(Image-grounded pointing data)

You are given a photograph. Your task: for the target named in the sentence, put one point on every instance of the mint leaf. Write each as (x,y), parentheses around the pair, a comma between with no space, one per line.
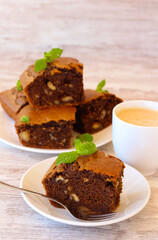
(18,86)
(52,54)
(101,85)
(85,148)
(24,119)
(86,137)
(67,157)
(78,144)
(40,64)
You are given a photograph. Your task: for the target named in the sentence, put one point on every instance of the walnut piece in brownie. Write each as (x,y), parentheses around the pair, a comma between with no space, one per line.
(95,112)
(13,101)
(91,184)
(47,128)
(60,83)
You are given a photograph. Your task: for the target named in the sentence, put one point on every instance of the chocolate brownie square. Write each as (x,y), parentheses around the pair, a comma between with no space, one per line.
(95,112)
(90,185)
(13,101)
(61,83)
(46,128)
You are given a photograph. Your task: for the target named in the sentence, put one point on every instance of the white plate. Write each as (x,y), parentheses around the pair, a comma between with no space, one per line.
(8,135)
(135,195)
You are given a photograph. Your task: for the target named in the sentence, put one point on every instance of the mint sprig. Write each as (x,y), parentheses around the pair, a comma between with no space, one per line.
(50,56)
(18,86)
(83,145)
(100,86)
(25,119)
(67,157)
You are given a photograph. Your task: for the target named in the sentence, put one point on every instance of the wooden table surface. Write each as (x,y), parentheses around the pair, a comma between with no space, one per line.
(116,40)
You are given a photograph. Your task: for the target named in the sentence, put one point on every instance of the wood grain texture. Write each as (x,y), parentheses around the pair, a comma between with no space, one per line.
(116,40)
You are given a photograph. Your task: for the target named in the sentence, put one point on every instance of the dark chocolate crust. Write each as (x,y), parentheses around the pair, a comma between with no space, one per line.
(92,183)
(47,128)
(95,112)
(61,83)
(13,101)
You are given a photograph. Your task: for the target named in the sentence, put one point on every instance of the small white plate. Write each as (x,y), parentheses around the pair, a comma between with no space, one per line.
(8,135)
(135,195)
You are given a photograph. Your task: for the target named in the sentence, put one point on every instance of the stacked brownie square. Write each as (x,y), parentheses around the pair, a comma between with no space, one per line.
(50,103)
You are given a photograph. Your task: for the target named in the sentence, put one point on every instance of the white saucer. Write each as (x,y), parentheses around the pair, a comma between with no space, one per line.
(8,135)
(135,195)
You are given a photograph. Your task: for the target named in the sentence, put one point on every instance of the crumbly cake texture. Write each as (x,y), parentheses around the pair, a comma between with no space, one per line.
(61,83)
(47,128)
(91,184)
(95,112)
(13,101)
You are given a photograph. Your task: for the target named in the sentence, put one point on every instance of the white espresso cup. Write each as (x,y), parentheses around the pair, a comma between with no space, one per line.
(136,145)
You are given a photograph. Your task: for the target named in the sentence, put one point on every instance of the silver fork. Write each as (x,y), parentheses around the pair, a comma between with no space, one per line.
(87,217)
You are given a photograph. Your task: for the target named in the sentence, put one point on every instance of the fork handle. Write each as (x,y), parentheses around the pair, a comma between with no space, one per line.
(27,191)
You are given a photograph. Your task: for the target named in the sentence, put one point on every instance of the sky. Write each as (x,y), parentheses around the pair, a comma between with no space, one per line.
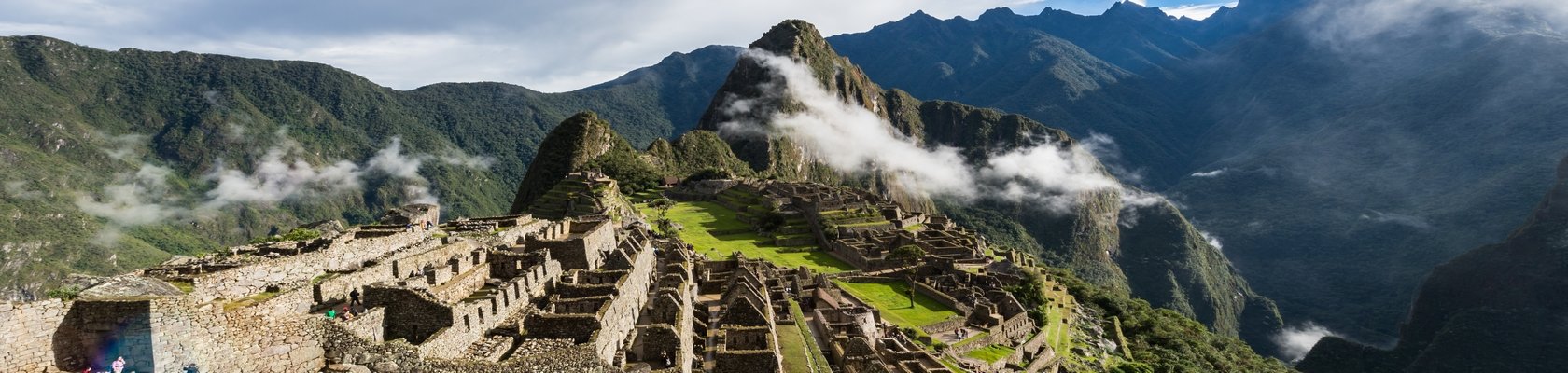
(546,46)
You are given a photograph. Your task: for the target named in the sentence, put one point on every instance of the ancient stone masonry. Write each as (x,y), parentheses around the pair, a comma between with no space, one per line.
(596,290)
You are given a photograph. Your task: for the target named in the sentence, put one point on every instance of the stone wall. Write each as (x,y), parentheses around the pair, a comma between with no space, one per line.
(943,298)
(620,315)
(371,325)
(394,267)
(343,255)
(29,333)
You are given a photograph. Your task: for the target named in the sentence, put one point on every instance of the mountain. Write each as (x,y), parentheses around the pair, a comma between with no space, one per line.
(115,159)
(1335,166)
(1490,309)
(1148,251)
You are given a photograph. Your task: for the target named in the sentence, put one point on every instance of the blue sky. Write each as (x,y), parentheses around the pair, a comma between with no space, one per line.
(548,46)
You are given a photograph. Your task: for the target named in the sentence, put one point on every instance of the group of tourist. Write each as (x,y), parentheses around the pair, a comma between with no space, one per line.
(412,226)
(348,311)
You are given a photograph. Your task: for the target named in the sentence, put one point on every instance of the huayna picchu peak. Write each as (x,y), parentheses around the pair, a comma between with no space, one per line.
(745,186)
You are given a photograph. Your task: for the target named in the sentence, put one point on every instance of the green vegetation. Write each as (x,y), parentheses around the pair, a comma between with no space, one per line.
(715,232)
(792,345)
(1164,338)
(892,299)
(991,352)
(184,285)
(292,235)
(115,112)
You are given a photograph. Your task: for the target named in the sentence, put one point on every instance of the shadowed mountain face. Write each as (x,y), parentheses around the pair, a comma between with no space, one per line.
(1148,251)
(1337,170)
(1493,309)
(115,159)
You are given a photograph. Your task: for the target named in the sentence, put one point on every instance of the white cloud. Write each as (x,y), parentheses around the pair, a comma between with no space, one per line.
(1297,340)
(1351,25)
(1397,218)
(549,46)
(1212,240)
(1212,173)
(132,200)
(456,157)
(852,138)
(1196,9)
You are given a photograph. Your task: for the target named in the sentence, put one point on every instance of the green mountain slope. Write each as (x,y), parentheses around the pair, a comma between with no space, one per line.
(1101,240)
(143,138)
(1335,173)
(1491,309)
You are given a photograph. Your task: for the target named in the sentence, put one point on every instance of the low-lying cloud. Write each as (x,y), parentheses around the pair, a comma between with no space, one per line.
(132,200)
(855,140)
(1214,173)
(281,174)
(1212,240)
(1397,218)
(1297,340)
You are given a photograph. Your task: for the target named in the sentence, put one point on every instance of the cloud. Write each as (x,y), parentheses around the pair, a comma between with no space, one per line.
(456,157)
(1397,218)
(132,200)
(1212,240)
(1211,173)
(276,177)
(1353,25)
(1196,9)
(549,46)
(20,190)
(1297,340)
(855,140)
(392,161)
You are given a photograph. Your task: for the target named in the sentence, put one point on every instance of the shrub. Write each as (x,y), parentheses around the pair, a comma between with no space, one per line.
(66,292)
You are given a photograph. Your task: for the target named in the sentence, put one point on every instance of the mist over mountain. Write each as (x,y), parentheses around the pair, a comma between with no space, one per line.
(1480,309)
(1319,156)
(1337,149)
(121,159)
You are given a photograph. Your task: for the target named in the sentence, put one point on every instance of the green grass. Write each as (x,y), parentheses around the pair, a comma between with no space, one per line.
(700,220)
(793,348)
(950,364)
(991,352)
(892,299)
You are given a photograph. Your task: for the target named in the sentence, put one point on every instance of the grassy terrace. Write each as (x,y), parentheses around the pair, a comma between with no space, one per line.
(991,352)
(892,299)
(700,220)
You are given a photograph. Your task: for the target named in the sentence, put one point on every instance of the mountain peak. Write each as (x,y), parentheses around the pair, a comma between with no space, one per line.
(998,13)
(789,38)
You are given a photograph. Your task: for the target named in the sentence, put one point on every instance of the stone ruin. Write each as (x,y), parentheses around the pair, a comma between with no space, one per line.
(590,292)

Exercise aim: Type out the data above once more, exactly, with no images included.

Exercise output:
You are given a photograph. Your task: for the target named in the sentence, put one point on every instance of the mint leaf. Write each as (x,y), parentheses around the pair, a comma between with no space, one per line.
(18,86)
(52,54)
(101,85)
(85,148)
(24,119)
(86,137)
(67,157)
(78,144)
(40,64)
You are given a photograph. Your task: for the target named in the sentence, put one point on every instance of the walnut piece in brownie. Write each as (x,y), parentheses around the pair, a comma between with no space, one per line.
(95,112)
(13,101)
(91,184)
(47,128)
(60,83)
You are given a photograph. Your task: for the target named in the sentence, put one point on every instance of the chocolate brownie square. Write each as (x,y), parentheses around the pair, a comma between with no space, one per line.
(95,112)
(90,185)
(13,101)
(61,83)
(46,128)
You are given a photograph. Your task: for the target named in the sentence, put one point on every instance of the white plate. Write each as (x,y), parentheses around the pair, a comma between with no space, one per line.
(8,135)
(135,195)
You are given a photograph. Your task: for the target named in the sentence, put one point on every instance of the mint sprig. Write each as (x,y), parentheses around the pair, a comma between with no space, one per line.
(50,56)
(18,86)
(83,145)
(100,86)
(25,119)
(67,157)
You are given a photograph. Your task: for the target named in the sentence, put one point on every instance of the wooden table surface. Write each as (x,y), parentheses around the pair, a comma between with no space, one per line.
(116,40)
You are given a photograph. Your task: for the target named in the sentence, put one point on every instance of the wood grain texture. Write each as (x,y), parentheses around the pair, a comma between with no space, one per line.
(116,40)
You are given a photograph. Your task: for the target named in the sentence, put one point on every instance of the dark chocolate crust. Write each as (x,y), parentheses around the pair, a comma between with no space, one per line.
(92,183)
(47,128)
(95,112)
(61,83)
(13,101)
You are given a photograph. Your task: for the target named in the sentence, put one point on every instance of the small white plate. Write each as (x,y), parentheses around the pair, a comma between with no space, one per line.
(8,135)
(135,195)
You are given a photograph. Your task: for the target named in the sentence, put one point on every instance of the stacked brownie square. Write each as (x,y), parentheses around the pair, a comma between with no space, one per line.
(50,103)
You are given a photograph. Your task: for the target named in the sentence, put one point on every instance of the white saucer. Write each as (x,y), parentheses around the pair, a comma between with no space, one per line.
(8,135)
(135,195)
You are given a photograph. Your task: for the target named in the sentence, put one point on every instance of the crumbly cake texture. Write each as (x,y), parentheses around the pair, a comma between with no space, one per line.
(61,83)
(47,128)
(91,184)
(95,112)
(13,101)
You are given a photograph. Your task: for the target named in the sentence, put one point on every instance of the white espresso cup. Write each as (x,y), parentheses around the pair, a comma between with no space, one per line.
(136,145)
You are given a photograph. Your task: for the target named in the sentence, put one point on every instance of the silver fork. Write each as (x,y), parentheses around the pair, a comma between with no space, one per line.
(87,217)
You are given a photograph. Your task: for the target named in the sentence, put one point on every instance of the fork handle. Write each as (x,y), parentheses around the pair, a comma between with no space, one per line.
(27,191)
You are given a photograph. Your task: for the target named in the sentence, put one point on every instance of the sky. Write each as (x,y), parentheses around the pair, a comma between with no space, one per line.
(546,46)
You are given a photograph. Your task: for the target named in the sentence, put one point on every instance of the ancient stone masonry. Write each as (x,y), parentheses around the pair, a comma between with no space, one per line.
(596,290)
You are given a photograph. Your task: for the target named in the sentence, put one point on every instance of the stone wall. Write each as (x,y), parentheses around the pair, a comma between with no space, one per line.
(943,298)
(620,315)
(371,325)
(394,267)
(343,255)
(29,333)
You are given a photograph. Your task: for the target named in the sentence, put one point on every instance of the mountain. Write each as (x,y), parentheses around the pair, a comma between with no space, one per line.
(115,159)
(1335,166)
(1490,309)
(1148,251)
You are given a photograph. Your task: for the target named in the sentence, put one point on every instance of the blue sky. Write each as (x,y), parentheses around the pair, a comma between with no space, one per line.
(548,46)
You are given a photograph. Your task: for the target named in the sentence, put one point on every instance of the group of tourist. Write each as (x,y), parentheses around the pair, a comma between with no space, one per line.
(412,226)
(348,311)
You are given a photograph. Your task: for the target named in the sentence, put one point on every instance of the huayna picchu peak. Write each as (x,y), parentheses around the pair, a comma between with no space, one per line.
(745,186)
You are given a photograph. Your task: for the target named in the sentence, put one point on every instance of the green vegetation. Write each as (x,y), parentheses around the pair, a comma between with no space, one per line.
(715,232)
(792,345)
(1164,338)
(892,299)
(991,352)
(184,285)
(292,235)
(115,112)
You are given a photograph. Your task: for the target named in the sentence, put one point on every instance of the shadowed mountain face. Write each as (x,y), parentheses around the pair, a comma between with no space, one per line.
(1148,251)
(1337,170)
(1493,309)
(115,159)
You are given a photograph. Your task: for the target named in the sentence, put one point on every instance of the white cloud. Write each as (x,y), parentheses around the pair, a comma between with no space, one per line.
(1297,340)
(1351,25)
(1397,218)
(549,46)
(1212,240)
(1212,173)
(132,200)
(456,157)
(852,138)
(1196,9)
You are given a photograph. Your task: for the target named in the sentence, put one point on every instance of the green mountain slope. Write each as (x,y), parentheses around the pair, a comma between with no space, one per line.
(1101,240)
(143,138)
(1335,173)
(1491,309)
You are given a photograph. Your task: for the target named in the sentence, put one point on every instance of the low-lying cloud. Write each as (x,y), parentheses around the pair, a comma between with no space, one per line.
(132,200)
(855,140)
(1214,173)
(281,174)
(1212,240)
(1397,218)
(1297,340)
You are given a photograph. Your task: for the target named in the sentence, put one point on every instance of the cloud. Write each as (x,y), parentheses around the pair, a comma between with no space, one per line.
(456,157)
(1397,218)
(132,200)
(1212,240)
(1211,173)
(276,177)
(1353,25)
(1196,9)
(549,46)
(20,190)
(1297,340)
(855,140)
(392,161)
You are given a photograph. Your task: for the target named in the sentence, put one point on every instance of the shrub. Write each as (x,y), parentheses around the pair, a comma between with no space, one per line.
(66,292)
You are given a photograph. Your task: for the target named in the sentence, put one point on every instance of the mist over mountain. Write each as (x,y), parentheses around the pair, a comma between with no space, one per line.
(1480,309)
(1319,156)
(1337,149)
(121,159)
You are given a photograph. Your task: for the target named in the sentence, put one point on every instance of the green grass. Write each as (x,y), parentheses around the pair, a comma between with no space, one per line.
(700,220)
(793,348)
(950,364)
(991,352)
(892,299)
You are given a photograph. Your task: for the target named in the sentence, put one point on every instance of the grassy terrace. Write each as (x,y), parentheses around the pair, a comma between with no space, one per line.
(991,352)
(892,299)
(700,220)
You are given a photograph. Your task: for the target named in the sentence, put one point on every instance of the mountain peak. Write each as (x,y), parentheses around the pair, a comma between with no space, one per line.
(998,13)
(789,38)
You are given a photograph. Your task: for the target named in the sentence, put one point on every instance of the stone ruin. Write each as (x,y), parentheses around the pair, a comma between with no space, one per line.
(590,292)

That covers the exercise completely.